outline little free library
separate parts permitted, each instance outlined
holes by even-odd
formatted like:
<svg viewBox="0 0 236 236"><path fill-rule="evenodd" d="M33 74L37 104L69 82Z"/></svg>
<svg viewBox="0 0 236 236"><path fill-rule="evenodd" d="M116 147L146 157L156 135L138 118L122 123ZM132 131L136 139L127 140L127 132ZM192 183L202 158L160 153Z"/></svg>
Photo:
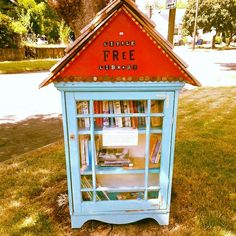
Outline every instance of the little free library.
<svg viewBox="0 0 236 236"><path fill-rule="evenodd" d="M131 0L91 21L40 87L61 92L73 228L169 223L178 93L199 86Z"/></svg>

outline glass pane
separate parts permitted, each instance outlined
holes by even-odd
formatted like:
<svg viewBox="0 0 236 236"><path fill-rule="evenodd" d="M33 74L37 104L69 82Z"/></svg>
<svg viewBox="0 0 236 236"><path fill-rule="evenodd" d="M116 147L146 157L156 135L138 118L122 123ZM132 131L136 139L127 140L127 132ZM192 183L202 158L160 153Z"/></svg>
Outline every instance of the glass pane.
<svg viewBox="0 0 236 236"><path fill-rule="evenodd" d="M83 201L92 201L93 192L92 191L83 191L84 189L92 189L92 176L81 176L81 189L82 189L82 200Z"/></svg>
<svg viewBox="0 0 236 236"><path fill-rule="evenodd" d="M148 191L148 199L158 199L159 191Z"/></svg>
<svg viewBox="0 0 236 236"><path fill-rule="evenodd" d="M97 192L100 201L109 200L143 200L144 192Z"/></svg>
<svg viewBox="0 0 236 236"><path fill-rule="evenodd" d="M152 100L151 101L151 115L152 114L163 114L164 101L163 100ZM163 118L153 116L151 117L151 127L162 127Z"/></svg>
<svg viewBox="0 0 236 236"><path fill-rule="evenodd" d="M161 160L161 134L150 135L150 167L160 167Z"/></svg>
<svg viewBox="0 0 236 236"><path fill-rule="evenodd" d="M94 101L94 114L107 116L95 119L95 128L103 127L142 127L146 125L145 117L131 117L131 114L145 114L147 102L144 100ZM121 115L114 117L114 115ZM125 117L124 115L127 114ZM111 116L109 116L111 115Z"/></svg>
<svg viewBox="0 0 236 236"><path fill-rule="evenodd" d="M92 144L90 135L79 135L79 153L81 173L92 166Z"/></svg>
<svg viewBox="0 0 236 236"><path fill-rule="evenodd" d="M162 140L161 134L150 135L149 184L148 184L149 187L158 187L160 185L159 170L161 163L161 140Z"/></svg>

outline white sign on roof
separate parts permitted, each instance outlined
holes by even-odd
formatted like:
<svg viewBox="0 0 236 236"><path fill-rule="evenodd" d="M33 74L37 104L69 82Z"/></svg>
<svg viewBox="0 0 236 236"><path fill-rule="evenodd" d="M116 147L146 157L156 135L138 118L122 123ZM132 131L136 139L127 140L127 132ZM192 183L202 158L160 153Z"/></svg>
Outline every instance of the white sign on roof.
<svg viewBox="0 0 236 236"><path fill-rule="evenodd" d="M166 9L176 8L177 0L166 0Z"/></svg>

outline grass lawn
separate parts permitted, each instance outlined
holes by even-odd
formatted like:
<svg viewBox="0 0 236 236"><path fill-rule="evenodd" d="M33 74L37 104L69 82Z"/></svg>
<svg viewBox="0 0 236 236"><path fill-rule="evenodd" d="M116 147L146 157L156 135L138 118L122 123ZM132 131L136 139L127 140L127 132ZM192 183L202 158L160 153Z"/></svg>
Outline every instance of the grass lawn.
<svg viewBox="0 0 236 236"><path fill-rule="evenodd" d="M180 96L169 226L70 228L63 142L0 163L0 235L236 234L236 87Z"/></svg>
<svg viewBox="0 0 236 236"><path fill-rule="evenodd" d="M58 59L0 62L0 74L25 73L49 70Z"/></svg>

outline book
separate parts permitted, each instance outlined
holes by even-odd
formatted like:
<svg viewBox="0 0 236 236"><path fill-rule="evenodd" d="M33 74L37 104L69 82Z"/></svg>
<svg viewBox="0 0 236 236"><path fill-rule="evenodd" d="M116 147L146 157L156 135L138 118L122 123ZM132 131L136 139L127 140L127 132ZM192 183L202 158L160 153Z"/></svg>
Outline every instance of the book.
<svg viewBox="0 0 236 236"><path fill-rule="evenodd" d="M113 102L109 101L109 114L114 114L114 108L113 108ZM115 122L114 122L114 117L110 117L110 122L109 122L111 127L115 126Z"/></svg>
<svg viewBox="0 0 236 236"><path fill-rule="evenodd" d="M134 114L134 103L133 101L129 101L129 108L130 108L130 113ZM137 117L132 117L131 118L131 126L132 128L136 129L137 128Z"/></svg>
<svg viewBox="0 0 236 236"><path fill-rule="evenodd" d="M158 100L152 100L151 102L151 113L160 113L161 107ZM161 126L161 117L152 117L151 118L151 125L152 126Z"/></svg>
<svg viewBox="0 0 236 236"><path fill-rule="evenodd" d="M121 105L120 101L113 101L113 107L114 107L114 114L121 114ZM122 117L115 117L115 124L116 127L122 128Z"/></svg>
<svg viewBox="0 0 236 236"><path fill-rule="evenodd" d="M94 114L99 114L99 102L94 101ZM99 127L99 118L95 118L95 127Z"/></svg>
<svg viewBox="0 0 236 236"><path fill-rule="evenodd" d="M130 107L129 107L129 102L128 101L123 101L123 112L125 114L130 114ZM132 127L131 126L131 118L130 117L125 117L124 118L124 126L125 127Z"/></svg>
<svg viewBox="0 0 236 236"><path fill-rule="evenodd" d="M81 166L86 166L86 156L85 156L85 145L84 145L84 138L80 140L80 161Z"/></svg>
<svg viewBox="0 0 236 236"><path fill-rule="evenodd" d="M108 101L102 102L103 114L109 114ZM109 117L103 117L103 127L109 127Z"/></svg>
<svg viewBox="0 0 236 236"><path fill-rule="evenodd" d="M161 156L161 140L155 142L151 152L151 163L158 163L160 161Z"/></svg>
<svg viewBox="0 0 236 236"><path fill-rule="evenodd" d="M89 114L88 101L83 101L82 102L82 113L85 114L85 115ZM90 127L89 118L84 118L84 127L85 128Z"/></svg>
<svg viewBox="0 0 236 236"><path fill-rule="evenodd" d="M100 166L133 166L128 158L128 149L101 149L98 154Z"/></svg>
<svg viewBox="0 0 236 236"><path fill-rule="evenodd" d="M98 101L98 104L99 104L99 110L98 110L98 113L99 114L102 114L103 113L103 105L102 105L102 101ZM98 118L98 123L99 123L99 127L102 127L103 126L103 119L100 117Z"/></svg>

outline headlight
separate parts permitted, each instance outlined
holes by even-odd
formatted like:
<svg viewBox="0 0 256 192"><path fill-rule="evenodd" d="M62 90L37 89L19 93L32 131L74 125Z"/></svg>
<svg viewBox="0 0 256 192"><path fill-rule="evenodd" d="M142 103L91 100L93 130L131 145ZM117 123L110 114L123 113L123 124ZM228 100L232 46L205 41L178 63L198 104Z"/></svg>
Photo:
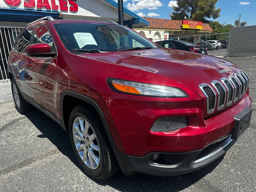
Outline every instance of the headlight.
<svg viewBox="0 0 256 192"><path fill-rule="evenodd" d="M185 91L176 87L111 78L107 78L107 82L112 91L118 93L156 97L188 97Z"/></svg>

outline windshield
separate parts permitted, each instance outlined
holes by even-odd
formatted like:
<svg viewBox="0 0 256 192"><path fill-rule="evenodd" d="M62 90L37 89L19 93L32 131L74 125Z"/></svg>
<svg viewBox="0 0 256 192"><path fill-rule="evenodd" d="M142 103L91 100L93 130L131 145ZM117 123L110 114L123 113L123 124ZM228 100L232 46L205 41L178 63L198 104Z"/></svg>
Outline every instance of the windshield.
<svg viewBox="0 0 256 192"><path fill-rule="evenodd" d="M146 38L121 25L76 23L54 24L62 43L69 51L80 49L116 52L138 48L157 49Z"/></svg>
<svg viewBox="0 0 256 192"><path fill-rule="evenodd" d="M195 44L192 43L190 43L189 42L188 42L187 41L185 41L180 40L179 41L181 43L185 45L189 46L195 46L196 45Z"/></svg>

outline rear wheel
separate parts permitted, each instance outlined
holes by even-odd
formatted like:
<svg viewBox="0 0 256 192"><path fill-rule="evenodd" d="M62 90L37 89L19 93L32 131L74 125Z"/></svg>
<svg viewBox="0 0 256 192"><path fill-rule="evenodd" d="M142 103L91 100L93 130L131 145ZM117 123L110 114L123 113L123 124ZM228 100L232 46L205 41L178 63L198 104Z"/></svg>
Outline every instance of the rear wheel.
<svg viewBox="0 0 256 192"><path fill-rule="evenodd" d="M11 85L12 97L17 110L20 113L29 111L32 106L23 98L13 78L11 80Z"/></svg>
<svg viewBox="0 0 256 192"><path fill-rule="evenodd" d="M100 119L83 105L72 110L69 133L72 148L85 172L98 180L119 170L117 162Z"/></svg>

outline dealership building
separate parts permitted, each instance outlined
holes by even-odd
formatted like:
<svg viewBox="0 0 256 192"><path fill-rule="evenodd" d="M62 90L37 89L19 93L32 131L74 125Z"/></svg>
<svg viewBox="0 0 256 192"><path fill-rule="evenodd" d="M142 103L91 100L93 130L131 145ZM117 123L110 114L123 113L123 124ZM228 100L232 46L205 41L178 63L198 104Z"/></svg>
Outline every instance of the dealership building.
<svg viewBox="0 0 256 192"><path fill-rule="evenodd" d="M9 79L7 61L14 40L26 25L46 16L57 19L118 21L114 0L0 0L0 82ZM124 25L130 28L149 22L124 8Z"/></svg>
<svg viewBox="0 0 256 192"><path fill-rule="evenodd" d="M146 27L136 27L133 29L154 42L183 36L184 38L180 39L196 43L200 42L199 35L210 34L213 31L208 24L203 23L199 21L151 17L143 18L148 21L149 25ZM190 36L193 37L186 37Z"/></svg>
<svg viewBox="0 0 256 192"><path fill-rule="evenodd" d="M114 0L0 0L0 83L9 79L7 60L19 32L30 22L46 16L118 22L118 3ZM124 7L123 19L124 25L154 41L213 31L201 22L142 17Z"/></svg>

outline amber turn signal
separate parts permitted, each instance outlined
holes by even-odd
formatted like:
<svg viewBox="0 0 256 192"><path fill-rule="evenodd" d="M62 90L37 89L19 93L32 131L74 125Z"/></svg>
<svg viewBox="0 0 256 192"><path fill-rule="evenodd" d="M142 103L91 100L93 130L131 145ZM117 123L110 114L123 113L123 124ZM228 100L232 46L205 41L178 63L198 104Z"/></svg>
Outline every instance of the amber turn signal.
<svg viewBox="0 0 256 192"><path fill-rule="evenodd" d="M120 85L114 82L112 82L112 84L114 85L114 86L119 91L135 94L141 94L135 88L132 87L124 85Z"/></svg>

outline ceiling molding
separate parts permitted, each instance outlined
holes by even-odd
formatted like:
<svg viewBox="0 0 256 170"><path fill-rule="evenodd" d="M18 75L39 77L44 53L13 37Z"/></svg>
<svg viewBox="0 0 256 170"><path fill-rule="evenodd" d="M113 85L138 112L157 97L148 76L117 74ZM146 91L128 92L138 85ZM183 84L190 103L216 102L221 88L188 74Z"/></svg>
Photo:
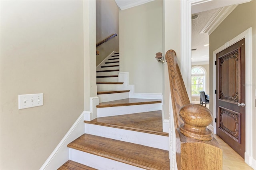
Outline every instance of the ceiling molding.
<svg viewBox="0 0 256 170"><path fill-rule="evenodd" d="M149 2L154 0L115 0L116 4L121 10L124 10L146 3Z"/></svg>
<svg viewBox="0 0 256 170"><path fill-rule="evenodd" d="M232 5L218 9L210 18L201 33L210 34L238 5Z"/></svg>

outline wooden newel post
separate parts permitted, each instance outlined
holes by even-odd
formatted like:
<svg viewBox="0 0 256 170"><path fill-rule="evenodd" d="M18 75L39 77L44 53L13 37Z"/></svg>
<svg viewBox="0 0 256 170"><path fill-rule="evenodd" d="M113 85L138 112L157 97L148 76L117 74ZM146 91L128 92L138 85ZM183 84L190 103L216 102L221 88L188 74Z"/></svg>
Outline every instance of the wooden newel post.
<svg viewBox="0 0 256 170"><path fill-rule="evenodd" d="M222 170L222 150L207 128L212 121L212 113L205 107L190 103L175 52L168 50L165 58L176 129L178 169Z"/></svg>
<svg viewBox="0 0 256 170"><path fill-rule="evenodd" d="M179 129L184 135L200 140L212 139L212 133L207 128L212 121L212 116L206 107L200 104L188 104L180 108L180 116L184 123Z"/></svg>

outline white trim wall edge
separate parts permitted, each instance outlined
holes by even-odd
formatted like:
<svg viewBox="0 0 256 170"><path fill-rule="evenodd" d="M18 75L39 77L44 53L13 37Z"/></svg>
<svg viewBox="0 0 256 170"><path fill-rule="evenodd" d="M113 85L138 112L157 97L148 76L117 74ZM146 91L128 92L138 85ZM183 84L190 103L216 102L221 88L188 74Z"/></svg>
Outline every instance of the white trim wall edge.
<svg viewBox="0 0 256 170"><path fill-rule="evenodd" d="M254 160L252 158L252 107L254 106L252 100L252 94L253 94L252 90L252 28L250 27L244 32L240 34L232 40L226 42L220 47L214 50L213 52L213 64L214 64L214 61L216 58L216 54L219 52L226 48L234 44L240 40L245 38L245 65L246 65L246 82L245 91L246 99L246 144L245 144L245 153L244 157L244 162L250 166L252 167L254 166L254 168L256 168L256 164L253 165L252 160ZM214 66L214 68L215 68ZM216 89L216 68L213 70L212 81L213 82L213 94L214 94L214 90ZM213 100L215 101L216 95L213 96ZM214 102L213 113L216 112L216 103ZM216 116L214 115L214 118L216 118ZM216 123L214 124L214 133L216 132ZM254 162L255 162L254 161Z"/></svg>
<svg viewBox="0 0 256 170"><path fill-rule="evenodd" d="M67 145L84 133L84 112L72 125L40 170L57 169L68 160L69 152Z"/></svg>
<svg viewBox="0 0 256 170"><path fill-rule="evenodd" d="M169 119L164 119L163 121L163 132L169 133L170 121Z"/></svg>
<svg viewBox="0 0 256 170"><path fill-rule="evenodd" d="M118 82L123 82L123 90L130 90L129 97L134 98L162 99L162 93L135 93L134 85L129 84L129 72L120 72L118 74Z"/></svg>

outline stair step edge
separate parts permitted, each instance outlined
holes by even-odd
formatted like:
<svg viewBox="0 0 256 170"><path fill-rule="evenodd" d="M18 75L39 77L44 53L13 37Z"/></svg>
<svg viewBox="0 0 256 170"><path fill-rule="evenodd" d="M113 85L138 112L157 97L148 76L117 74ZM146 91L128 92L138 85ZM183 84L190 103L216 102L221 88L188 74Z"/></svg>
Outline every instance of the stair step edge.
<svg viewBox="0 0 256 170"><path fill-rule="evenodd" d="M119 65L113 65L112 66L101 66L101 67L102 68L104 68L105 67L119 67Z"/></svg>
<svg viewBox="0 0 256 170"><path fill-rule="evenodd" d="M155 101L152 102L138 102L134 103L117 103L114 104L103 104L96 105L96 107L97 108L102 108L106 107L116 107L116 106L134 106L134 105L139 105L142 104L154 104L156 103L161 103L162 101Z"/></svg>
<svg viewBox="0 0 256 170"><path fill-rule="evenodd" d="M97 71L96 72L119 72L120 71L119 69L116 70L99 70Z"/></svg>
<svg viewBox="0 0 256 170"><path fill-rule="evenodd" d="M114 76L96 76L96 78L106 78L108 77L118 77L118 75L115 75Z"/></svg>
<svg viewBox="0 0 256 170"><path fill-rule="evenodd" d="M111 124L108 124L104 123L95 122L87 120L84 120L84 123L88 124L94 124L96 125L102 126L104 126L110 127L112 128L117 128L119 129L125 129L126 130L132 130L134 131L140 132L143 133L147 133L151 134L154 134L158 135L163 136L169 136L168 133L158 132L154 130L147 130L145 129L142 129L139 128L131 128L130 127L126 126L120 126L115 125Z"/></svg>
<svg viewBox="0 0 256 170"><path fill-rule="evenodd" d="M88 134L68 147L146 169L170 169L168 152L160 149Z"/></svg>
<svg viewBox="0 0 256 170"><path fill-rule="evenodd" d="M119 58L110 58L110 59L108 59L109 60L119 60Z"/></svg>
<svg viewBox="0 0 256 170"><path fill-rule="evenodd" d="M119 61L111 61L111 62L105 62L105 64L118 63L119 62Z"/></svg>
<svg viewBox="0 0 256 170"><path fill-rule="evenodd" d="M112 94L115 93L126 93L128 92L130 92L130 90L99 91L97 92L97 94Z"/></svg>

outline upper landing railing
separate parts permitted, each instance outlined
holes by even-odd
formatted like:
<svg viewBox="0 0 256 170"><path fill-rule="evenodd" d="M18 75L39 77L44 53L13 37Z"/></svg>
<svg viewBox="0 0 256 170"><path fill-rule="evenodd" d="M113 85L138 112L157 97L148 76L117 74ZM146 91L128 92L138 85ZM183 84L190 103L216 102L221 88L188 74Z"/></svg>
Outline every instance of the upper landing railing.
<svg viewBox="0 0 256 170"><path fill-rule="evenodd" d="M222 150L207 128L212 121L209 109L190 104L176 53L165 55L168 65L176 136L176 160L178 170L222 170Z"/></svg>
<svg viewBox="0 0 256 170"><path fill-rule="evenodd" d="M109 37L106 38L106 39L105 39L105 40L103 40L103 41L101 41L100 42L99 42L96 45L96 47L98 47L98 46L100 46L100 45L102 44L103 44L104 42L106 42L107 41L108 41L109 40L110 40L110 39L117 36L117 34L114 34L113 35L112 35L112 36L109 36Z"/></svg>

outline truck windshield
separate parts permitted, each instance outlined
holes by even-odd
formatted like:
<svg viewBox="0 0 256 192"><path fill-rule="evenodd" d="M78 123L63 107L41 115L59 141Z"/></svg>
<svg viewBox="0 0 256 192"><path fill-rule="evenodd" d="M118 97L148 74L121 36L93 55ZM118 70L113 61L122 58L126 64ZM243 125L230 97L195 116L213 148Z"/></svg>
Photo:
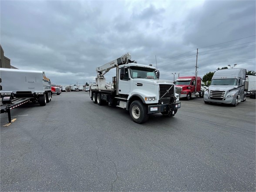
****
=== What you are asked to do ===
Retype the rows above verbatim, starting at the line that contains "outline white sign on roof" and ending after the line that contains "9L176 8L177 0L166".

=== Task solution ===
outline white sign on roof
separate parts permitted, each instance outlined
holes by even-odd
formatted like:
<svg viewBox="0 0 236 236"><path fill-rule="evenodd" d="M33 74L37 104L69 82Z"/></svg>
<svg viewBox="0 0 236 236"><path fill-rule="evenodd" d="M116 147L146 157L156 135L138 118L122 123ZM132 131L136 139L127 140L127 132ZM192 183L202 158L160 153Z"/></svg>
Outline every instance of the white sign on roof.
<svg viewBox="0 0 236 236"><path fill-rule="evenodd" d="M166 9L176 8L177 0L166 0Z"/></svg>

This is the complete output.